** START OF INFORMATION PROVIDED **

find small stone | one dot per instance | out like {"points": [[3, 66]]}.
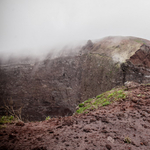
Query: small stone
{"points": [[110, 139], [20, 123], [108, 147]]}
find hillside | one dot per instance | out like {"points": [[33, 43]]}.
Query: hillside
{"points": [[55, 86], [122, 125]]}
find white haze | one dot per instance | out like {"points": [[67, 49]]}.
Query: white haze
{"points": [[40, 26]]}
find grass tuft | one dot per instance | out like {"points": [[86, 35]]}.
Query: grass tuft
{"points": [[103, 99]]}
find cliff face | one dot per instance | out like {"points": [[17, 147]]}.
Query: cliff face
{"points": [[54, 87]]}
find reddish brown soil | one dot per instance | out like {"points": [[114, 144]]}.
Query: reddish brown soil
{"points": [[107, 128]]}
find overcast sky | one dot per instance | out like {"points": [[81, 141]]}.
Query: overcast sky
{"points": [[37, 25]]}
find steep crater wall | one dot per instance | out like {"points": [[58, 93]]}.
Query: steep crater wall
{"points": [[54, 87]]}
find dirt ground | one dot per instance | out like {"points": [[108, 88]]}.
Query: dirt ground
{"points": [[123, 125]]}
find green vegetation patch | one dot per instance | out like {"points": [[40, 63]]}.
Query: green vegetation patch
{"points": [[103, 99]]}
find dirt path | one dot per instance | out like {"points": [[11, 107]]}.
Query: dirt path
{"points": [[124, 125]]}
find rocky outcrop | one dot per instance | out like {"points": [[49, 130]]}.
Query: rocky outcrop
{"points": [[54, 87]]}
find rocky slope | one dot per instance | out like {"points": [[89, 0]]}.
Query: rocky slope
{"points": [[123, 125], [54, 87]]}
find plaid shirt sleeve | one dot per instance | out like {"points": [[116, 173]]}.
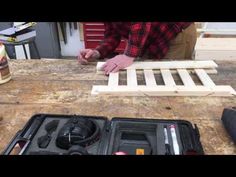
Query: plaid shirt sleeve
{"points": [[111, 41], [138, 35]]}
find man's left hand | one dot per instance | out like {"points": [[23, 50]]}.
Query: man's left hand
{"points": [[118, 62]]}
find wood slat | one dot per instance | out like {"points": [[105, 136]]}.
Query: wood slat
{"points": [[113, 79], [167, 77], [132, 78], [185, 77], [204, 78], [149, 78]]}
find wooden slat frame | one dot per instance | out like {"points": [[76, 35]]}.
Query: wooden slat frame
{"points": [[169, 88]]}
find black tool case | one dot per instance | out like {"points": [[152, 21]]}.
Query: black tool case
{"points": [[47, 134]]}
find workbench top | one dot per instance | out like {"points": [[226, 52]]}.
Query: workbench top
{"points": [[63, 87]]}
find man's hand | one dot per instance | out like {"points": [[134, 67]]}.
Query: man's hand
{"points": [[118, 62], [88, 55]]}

** END OF INFORMATION PROVIDED **

§ **EXERCISE DIRECTIONS**
Reproduce all of the entries above verbatim, leaving out the pictures.

§ **EXPECTED OUTPUT**
find small stone | one dot per instance | out like {"points": [[3, 66]]}.
Query: small stone
{"points": [[110, 139], [20, 123], [108, 147]]}
find hillside | one dot per instance | out like {"points": [[33, 43]]}.
Query: hillside
{"points": [[55, 86], [122, 125]]}
find white haze | one dot per instance | out like {"points": [[67, 49]]}.
Query: white haze
{"points": [[40, 26]]}
find grass tuft | one dot per instance | out like {"points": [[86, 35]]}.
Query: grass tuft
{"points": [[103, 99]]}
find cliff face | one dot per instance | out like {"points": [[17, 147]]}.
Query: cliff face
{"points": [[54, 87]]}
find reddish brown soil | one dot per instance | out like {"points": [[114, 144]]}.
Query: reddish brown soil
{"points": [[107, 128]]}
find overcast sky | one dot per instance | out like {"points": [[81, 141]]}.
Query: overcast sky
{"points": [[37, 25]]}
find steep crater wall | one dot per instance | out like {"points": [[58, 93]]}.
Query: steep crater wall
{"points": [[54, 87]]}
find dirt ground | one dot per instance | out like {"points": [[108, 88]]}.
Query: dirt ground
{"points": [[123, 125]]}
find green vegetation patch | one dot per instance | out like {"points": [[40, 63]]}.
Query: green vegetation patch
{"points": [[103, 99]]}
find dirt path | one dot per instance | out like {"points": [[11, 107]]}.
Query: dirt path
{"points": [[124, 125]]}
find rocky outcrop | one dot per instance | out like {"points": [[49, 130]]}.
Query: rocky outcrop
{"points": [[54, 87]]}
find rocky slope | one dot per instance | out like {"points": [[89, 0]]}.
Query: rocky slope
{"points": [[123, 125], [54, 87]]}
find plaid shirt sleeve | one dot per instance | out like {"points": [[116, 173]]}.
Query: plaid shirt sleeve
{"points": [[111, 41], [138, 35]]}
find man's left hand | one dot per instance | out like {"points": [[23, 50]]}.
Query: man's left hand
{"points": [[118, 62]]}
find wood slat | one dot per instance | out like {"points": [[105, 136]]}.
Query: wood slat
{"points": [[113, 79], [167, 77], [132, 78], [185, 77], [204, 78], [149, 78]]}
find wooden slat frame | one dot per instance | out like {"points": [[76, 35]]}.
Query: wooden slat frame
{"points": [[169, 88]]}
find black tool case | one dot per instance | out like {"points": [[152, 21]]}.
Query: black tool case
{"points": [[47, 134]]}
find workbench top | one dot per instance | out like {"points": [[226, 52]]}.
Query: workbench top
{"points": [[63, 87]]}
find man's hand | one dot per instance | out like {"points": [[134, 67]]}.
Query: man's hand
{"points": [[118, 62], [88, 55]]}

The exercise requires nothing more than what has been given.